<<<<

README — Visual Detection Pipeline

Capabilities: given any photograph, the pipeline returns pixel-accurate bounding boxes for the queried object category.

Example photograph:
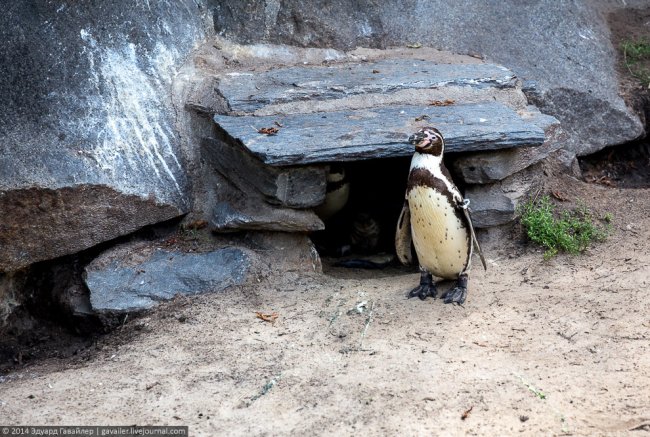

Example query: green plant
[621,39,650,88]
[518,196,612,259]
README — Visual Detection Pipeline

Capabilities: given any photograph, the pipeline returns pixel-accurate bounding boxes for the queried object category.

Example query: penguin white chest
[408,186,470,279]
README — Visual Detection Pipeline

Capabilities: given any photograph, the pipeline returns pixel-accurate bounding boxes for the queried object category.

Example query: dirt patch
[607,8,650,123]
[0,173,650,435]
[580,140,650,188]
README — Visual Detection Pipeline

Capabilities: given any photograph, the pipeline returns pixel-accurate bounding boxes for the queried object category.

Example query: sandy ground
[0,175,650,436]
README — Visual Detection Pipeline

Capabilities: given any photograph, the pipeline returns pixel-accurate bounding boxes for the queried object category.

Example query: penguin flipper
[462,204,487,270]
[395,201,413,265]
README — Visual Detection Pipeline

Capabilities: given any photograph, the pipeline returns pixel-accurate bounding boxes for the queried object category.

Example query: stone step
[219,59,517,114]
[201,138,327,209]
[214,102,544,166]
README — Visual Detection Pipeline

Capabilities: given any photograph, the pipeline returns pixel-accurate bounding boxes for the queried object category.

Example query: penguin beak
[409,132,425,145]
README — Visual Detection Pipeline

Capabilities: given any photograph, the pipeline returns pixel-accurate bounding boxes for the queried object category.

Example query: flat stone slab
[86,247,251,313]
[214,102,544,166]
[219,59,516,113]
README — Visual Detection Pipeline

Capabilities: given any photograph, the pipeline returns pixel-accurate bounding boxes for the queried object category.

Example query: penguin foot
[442,286,467,305]
[442,274,469,305]
[408,271,438,300]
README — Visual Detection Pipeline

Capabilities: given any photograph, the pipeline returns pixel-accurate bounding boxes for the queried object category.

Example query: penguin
[395,127,487,305]
[314,164,350,221]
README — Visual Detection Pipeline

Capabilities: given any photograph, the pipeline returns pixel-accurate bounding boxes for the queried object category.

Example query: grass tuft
[518,196,613,260]
[620,38,650,88]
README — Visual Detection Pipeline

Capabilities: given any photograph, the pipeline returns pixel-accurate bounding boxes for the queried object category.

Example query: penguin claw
[442,286,467,305]
[408,284,438,300]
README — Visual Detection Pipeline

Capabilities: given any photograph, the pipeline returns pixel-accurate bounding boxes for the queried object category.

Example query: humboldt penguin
[395,127,487,305]
[314,164,350,220]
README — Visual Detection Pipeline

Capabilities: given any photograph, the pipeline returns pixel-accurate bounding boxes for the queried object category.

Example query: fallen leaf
[429,99,456,106]
[255,311,280,323]
[257,127,280,135]
[460,405,474,420]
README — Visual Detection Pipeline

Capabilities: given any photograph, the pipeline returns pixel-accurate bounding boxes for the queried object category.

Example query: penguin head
[409,127,445,156]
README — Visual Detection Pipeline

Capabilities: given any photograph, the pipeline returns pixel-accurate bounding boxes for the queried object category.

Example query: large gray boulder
[85,247,251,313]
[0,0,206,271]
[210,0,644,155]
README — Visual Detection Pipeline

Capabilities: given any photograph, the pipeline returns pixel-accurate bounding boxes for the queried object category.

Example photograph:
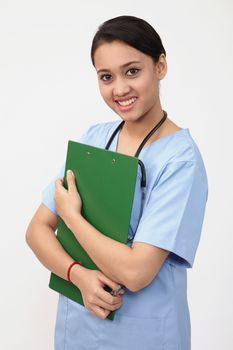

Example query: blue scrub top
[42,120,208,350]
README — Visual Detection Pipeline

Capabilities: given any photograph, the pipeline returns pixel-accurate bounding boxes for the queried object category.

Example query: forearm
[26,223,86,283]
[66,214,135,286]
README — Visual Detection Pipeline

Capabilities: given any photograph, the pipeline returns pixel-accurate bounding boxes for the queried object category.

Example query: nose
[113,78,130,98]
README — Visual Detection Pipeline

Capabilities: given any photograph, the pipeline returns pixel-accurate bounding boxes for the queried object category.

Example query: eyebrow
[97,61,141,73]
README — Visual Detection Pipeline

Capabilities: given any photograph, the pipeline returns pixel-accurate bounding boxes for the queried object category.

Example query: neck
[123,103,163,140]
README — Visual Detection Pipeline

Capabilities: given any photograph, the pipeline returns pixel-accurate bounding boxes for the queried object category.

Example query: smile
[116,97,137,111]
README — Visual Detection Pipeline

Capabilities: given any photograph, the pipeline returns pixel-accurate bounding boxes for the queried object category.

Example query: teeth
[118,97,136,106]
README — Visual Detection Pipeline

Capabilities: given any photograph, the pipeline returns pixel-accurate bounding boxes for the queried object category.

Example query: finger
[97,289,122,305]
[66,169,77,191]
[90,305,110,319]
[54,177,64,190]
[99,274,121,292]
[96,298,122,311]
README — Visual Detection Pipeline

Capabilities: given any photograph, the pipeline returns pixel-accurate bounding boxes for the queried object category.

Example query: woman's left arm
[54,172,169,291]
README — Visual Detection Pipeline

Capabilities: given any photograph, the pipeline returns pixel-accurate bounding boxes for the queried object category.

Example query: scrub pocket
[99,313,164,350]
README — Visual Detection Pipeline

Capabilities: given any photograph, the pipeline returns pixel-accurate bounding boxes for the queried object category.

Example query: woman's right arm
[25,203,122,319]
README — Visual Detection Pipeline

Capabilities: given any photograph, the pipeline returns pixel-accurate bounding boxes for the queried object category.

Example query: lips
[115,96,137,111]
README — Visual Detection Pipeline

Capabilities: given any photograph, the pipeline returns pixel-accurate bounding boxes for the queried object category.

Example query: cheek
[99,85,110,103]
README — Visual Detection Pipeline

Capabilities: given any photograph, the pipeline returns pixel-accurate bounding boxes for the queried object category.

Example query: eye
[100,74,111,81]
[127,68,140,75]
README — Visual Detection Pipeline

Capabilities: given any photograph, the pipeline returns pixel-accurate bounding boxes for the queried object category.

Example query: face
[94,41,167,121]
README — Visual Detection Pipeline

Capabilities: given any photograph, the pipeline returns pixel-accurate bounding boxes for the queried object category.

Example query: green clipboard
[49,140,138,320]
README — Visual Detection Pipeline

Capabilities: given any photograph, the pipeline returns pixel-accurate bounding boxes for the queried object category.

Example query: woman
[26,16,208,350]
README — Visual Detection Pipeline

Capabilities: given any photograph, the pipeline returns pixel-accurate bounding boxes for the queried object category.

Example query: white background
[0,0,233,350]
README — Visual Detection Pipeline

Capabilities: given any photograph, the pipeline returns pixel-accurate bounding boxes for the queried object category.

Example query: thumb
[66,169,77,191]
[100,275,121,292]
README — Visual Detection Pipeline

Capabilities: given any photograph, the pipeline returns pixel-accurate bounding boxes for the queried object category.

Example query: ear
[155,53,167,80]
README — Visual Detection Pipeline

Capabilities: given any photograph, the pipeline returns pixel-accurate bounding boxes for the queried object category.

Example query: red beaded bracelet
[67,261,82,283]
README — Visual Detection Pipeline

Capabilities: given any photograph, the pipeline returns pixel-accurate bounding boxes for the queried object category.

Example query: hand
[54,171,82,222]
[72,268,122,319]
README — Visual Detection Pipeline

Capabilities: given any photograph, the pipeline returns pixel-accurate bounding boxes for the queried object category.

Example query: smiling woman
[26,16,208,350]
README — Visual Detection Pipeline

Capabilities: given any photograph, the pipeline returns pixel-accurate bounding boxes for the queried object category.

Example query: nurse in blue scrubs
[27,16,208,350]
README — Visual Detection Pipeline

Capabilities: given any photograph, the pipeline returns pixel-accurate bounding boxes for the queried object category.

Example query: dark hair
[91,16,166,66]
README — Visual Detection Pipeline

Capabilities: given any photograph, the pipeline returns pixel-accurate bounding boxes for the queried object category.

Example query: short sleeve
[41,124,98,215]
[134,161,208,268]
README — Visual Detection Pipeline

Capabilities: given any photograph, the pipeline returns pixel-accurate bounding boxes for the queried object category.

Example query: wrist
[65,211,83,231]
[70,264,87,289]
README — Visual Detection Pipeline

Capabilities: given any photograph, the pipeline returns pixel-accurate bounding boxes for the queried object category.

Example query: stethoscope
[105,110,167,235]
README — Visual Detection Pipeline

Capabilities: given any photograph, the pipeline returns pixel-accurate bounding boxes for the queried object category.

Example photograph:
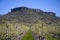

>>>>

## Do this
Pick out each line of the entries above that contains the word "stone" and copy those lines.

## Worked solution
Example query: stone step
Example query: flat stone slab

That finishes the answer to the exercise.